- _REQUEST_
Format every line of the records below as a JSON list of strings, one string per line, leaving out any blank lines.

--- start ---

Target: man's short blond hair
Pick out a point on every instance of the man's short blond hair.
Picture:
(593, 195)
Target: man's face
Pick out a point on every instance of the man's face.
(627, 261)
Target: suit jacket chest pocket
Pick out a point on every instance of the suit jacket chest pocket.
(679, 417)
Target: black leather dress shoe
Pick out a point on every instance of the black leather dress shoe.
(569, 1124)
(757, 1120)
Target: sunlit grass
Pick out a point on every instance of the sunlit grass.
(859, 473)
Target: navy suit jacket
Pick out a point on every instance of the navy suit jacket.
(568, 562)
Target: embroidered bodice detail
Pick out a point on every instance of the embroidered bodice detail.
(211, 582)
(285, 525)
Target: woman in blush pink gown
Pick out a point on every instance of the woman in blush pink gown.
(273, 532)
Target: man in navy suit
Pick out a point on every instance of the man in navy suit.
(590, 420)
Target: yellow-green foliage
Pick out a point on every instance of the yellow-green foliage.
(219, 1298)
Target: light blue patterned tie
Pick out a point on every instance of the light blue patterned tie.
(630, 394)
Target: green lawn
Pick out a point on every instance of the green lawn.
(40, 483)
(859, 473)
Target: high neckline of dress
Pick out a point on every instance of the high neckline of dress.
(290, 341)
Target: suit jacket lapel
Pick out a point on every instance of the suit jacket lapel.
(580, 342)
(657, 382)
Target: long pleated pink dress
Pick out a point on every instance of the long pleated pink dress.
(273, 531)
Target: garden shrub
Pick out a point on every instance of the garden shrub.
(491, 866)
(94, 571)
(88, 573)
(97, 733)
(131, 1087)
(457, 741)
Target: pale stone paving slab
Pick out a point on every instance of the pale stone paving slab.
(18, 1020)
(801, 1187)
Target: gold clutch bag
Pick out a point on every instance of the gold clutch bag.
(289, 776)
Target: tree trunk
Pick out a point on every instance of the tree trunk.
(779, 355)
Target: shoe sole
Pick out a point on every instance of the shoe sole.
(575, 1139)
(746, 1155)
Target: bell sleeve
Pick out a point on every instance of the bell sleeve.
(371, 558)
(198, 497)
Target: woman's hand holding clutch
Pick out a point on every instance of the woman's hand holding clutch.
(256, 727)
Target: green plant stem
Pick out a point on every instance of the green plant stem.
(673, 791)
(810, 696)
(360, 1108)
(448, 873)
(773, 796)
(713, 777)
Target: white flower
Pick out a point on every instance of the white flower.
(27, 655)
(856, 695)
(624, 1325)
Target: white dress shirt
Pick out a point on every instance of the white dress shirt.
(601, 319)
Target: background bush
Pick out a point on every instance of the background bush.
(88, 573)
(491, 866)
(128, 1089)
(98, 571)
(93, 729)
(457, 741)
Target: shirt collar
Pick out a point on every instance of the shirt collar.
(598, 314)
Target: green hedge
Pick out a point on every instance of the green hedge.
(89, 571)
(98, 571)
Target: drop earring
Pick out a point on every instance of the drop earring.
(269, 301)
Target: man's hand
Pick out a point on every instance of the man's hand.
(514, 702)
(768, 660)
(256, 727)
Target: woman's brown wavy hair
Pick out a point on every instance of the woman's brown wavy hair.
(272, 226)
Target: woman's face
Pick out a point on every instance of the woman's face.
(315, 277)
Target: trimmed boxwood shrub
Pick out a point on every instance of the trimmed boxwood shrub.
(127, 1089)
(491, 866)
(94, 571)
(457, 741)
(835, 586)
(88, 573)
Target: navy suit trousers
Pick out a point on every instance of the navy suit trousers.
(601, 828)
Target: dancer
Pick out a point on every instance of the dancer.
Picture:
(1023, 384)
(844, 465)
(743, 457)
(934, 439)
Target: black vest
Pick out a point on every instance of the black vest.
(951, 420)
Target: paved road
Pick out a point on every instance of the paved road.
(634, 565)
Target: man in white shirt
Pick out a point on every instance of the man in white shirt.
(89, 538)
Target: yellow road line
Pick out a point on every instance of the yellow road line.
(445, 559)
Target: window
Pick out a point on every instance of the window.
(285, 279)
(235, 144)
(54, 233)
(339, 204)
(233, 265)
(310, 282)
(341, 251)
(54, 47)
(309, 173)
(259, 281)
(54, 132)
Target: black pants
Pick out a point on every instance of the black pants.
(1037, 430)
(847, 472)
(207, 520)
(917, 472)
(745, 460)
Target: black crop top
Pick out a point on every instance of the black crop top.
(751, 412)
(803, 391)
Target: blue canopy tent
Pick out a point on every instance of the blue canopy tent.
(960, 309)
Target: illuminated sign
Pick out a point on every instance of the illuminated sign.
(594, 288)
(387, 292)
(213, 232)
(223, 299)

--- end ---

- _EXERCISE SOLUTION_
[
  "Target: man's short blond hair",
  "Pick out a point on every instance of the man's short blond hair.",
  "Picture:",
  "(593, 195)",
  "Target: man's face",
  "Pick out a point on every instance of the man's face.",
  "(627, 261)",
  "Target: suit jacket chest pocket",
  "Pick out a point on every instance of the suit jacket chest pocket.",
  "(679, 417)",
  "Target: black leather dress shoe",
  "Pick out a point on every instance of the black leather dress shoe.",
  "(569, 1124)",
  "(757, 1120)",
  "Target: sunlit grass",
  "Pick out a point on every instance of the sunlit grass.",
  "(859, 473)",
  "Target: navy suit jacket",
  "Pick out a point on every instance of the navy suit jacket.",
  "(568, 562)",
  "Target: embroidered bodice detail",
  "Pick out a point on every instance of the embroidered bodice detail.",
  "(211, 582)",
  "(285, 525)",
  "Target: woman in blush pink gown",
  "Pick out a point on every instance of the woman in blush pink gown.",
  "(273, 532)",
  "Target: man in navy suit",
  "Pick out a point on every instance of the man in navy suit.",
  "(590, 420)",
  "Target: yellow-green foliage",
  "Pick out a point on every instance of the yellow-green foliage.",
  "(219, 1298)",
  "Target: light blue patterned tie",
  "Pick out a point on every instance of the light blue patterned tie.",
  "(630, 394)",
  "Target: green lawn",
  "Pick out a point on every instance of the green lawn.",
  "(40, 483)",
  "(859, 473)",
  "Target: high neckline of dress",
  "Pick out a point on every instance of the high neckline of dress.",
  "(290, 341)",
  "Target: suit jacket lapel",
  "Pick out a point on every instance of the suit jacket lapel.",
  "(580, 342)",
  "(657, 382)",
  "Target: long pleated pink dress",
  "Pick out a point on every instance of the long pleated pink dress.",
  "(273, 531)",
  "Target: garden shrub",
  "Pick out a point on every instance of the garden shrub.",
  "(491, 866)",
  "(94, 571)",
  "(88, 573)",
  "(97, 733)",
  "(131, 1087)",
  "(457, 741)",
  "Target: pale stone paving slab",
  "Pick out a point on every instance of the pale stone paving slab.",
  "(18, 1020)",
  "(801, 1187)",
  "Target: gold clutch bag",
  "Pick out a point on every instance of the gold clutch bag.",
  "(289, 776)",
  "Target: tree trunk",
  "Pick out a point on every instance of the tree trunk.",
  "(779, 355)",
  "Target: shoe sole",
  "Pick out a point on every instance of the shoe sole.",
  "(575, 1139)",
  "(746, 1155)",
  "Target: bell sleeve",
  "Pick out a point on every instance of the bell sleeve.",
  "(371, 558)",
  "(198, 497)",
  "Target: woman's hand holding clutch",
  "Pick out a point on every instance of the woman's hand holding clutch.",
  "(256, 727)",
  "Target: green plant stem",
  "Pick out a point on every instance of the green plant stem.",
  "(673, 791)",
  "(810, 696)",
  "(360, 1108)",
  "(448, 873)",
  "(773, 796)",
  "(713, 777)",
  "Target: white flower",
  "Pick out a point on every instance of the white flower.",
  "(27, 655)",
  "(856, 695)",
  "(624, 1325)",
  "Target: white dress shirt",
  "Pick out a point on every instance of the white dress shirt.",
  "(601, 319)",
  "Target: background bush",
  "Pick out a point on every instance of the background bush.",
  "(88, 573)",
  "(491, 866)",
  "(128, 1089)",
  "(98, 571)",
  "(93, 729)",
  "(457, 741)",
  "Target: shirt collar",
  "Pick out a point on every instance of the shirt collar.",
  "(598, 314)",
  "Target: green hedge",
  "Pick out a point on every instance of the green hedge.",
  "(89, 571)",
  "(98, 571)",
  "Target: drop earring",
  "Pick out a point on every instance of the drop earring.",
  "(269, 301)",
  "Target: man's hand",
  "Pick out a point on every instance of the man's hand.",
  "(514, 702)",
  "(768, 660)",
  "(256, 727)",
  "Target: woman's brown wavy hair",
  "Pick out a point on every instance of the woman's brown wavy hair.",
  "(272, 226)",
  "Target: woman's face",
  "Pick out a point on every instance of the woman's face.",
  "(315, 277)",
  "Target: trimmed boxwood shrub",
  "Pick out a point on every instance of the trimmed boxwood shrub.",
  "(127, 1089)",
  "(491, 866)",
  "(94, 571)",
  "(457, 741)",
  "(835, 586)",
  "(88, 573)",
  "Target: navy suit trousers",
  "Pick out a point on every instance of the navy suit trousers.",
  "(601, 828)",
  "Target: dancer",
  "Pick out a point on every instance of the dancer.",
  "Picture:",
  "(1023, 384)",
  "(844, 465)",
  "(743, 457)",
  "(934, 439)",
  "Target: black vest",
  "Pick out a point on every instance of the black vest.",
  "(951, 420)",
  "Target: paved road",
  "Pick out a point on every instance of the paved road.",
  "(634, 565)",
  "Target: man in white shirt",
  "Pick out a point on every instance of the man in white shirt.",
  "(89, 538)",
  "Target: yellow road line",
  "Pick out a point on every instance of the yellow road line.",
  "(445, 559)",
  "Target: window",
  "Pick out a point on every instance of the window.",
  "(285, 279)",
  "(235, 144)",
  "(54, 233)",
  "(339, 204)",
  "(233, 265)",
  "(310, 282)",
  "(341, 251)",
  "(54, 47)",
  "(309, 173)",
  "(259, 281)",
  "(54, 132)",
  "Target: black pants",
  "Pick out a point on every instance of the black pants.",
  "(1037, 430)",
  "(847, 472)",
  "(207, 520)",
  "(917, 472)",
  "(745, 460)",
  "Target: black crop top",
  "Pick out a point on every instance of the black crop top.",
  "(751, 412)",
  "(803, 391)",
  "Target: blue canopy tent",
  "Pick out a point on every instance of the blue canopy tent.",
  "(960, 309)",
  "Target: illuminated sign",
  "Pick out a point on every instance of the illuminated sign.",
  "(594, 288)",
  "(387, 292)",
  "(213, 232)",
  "(223, 299)"
]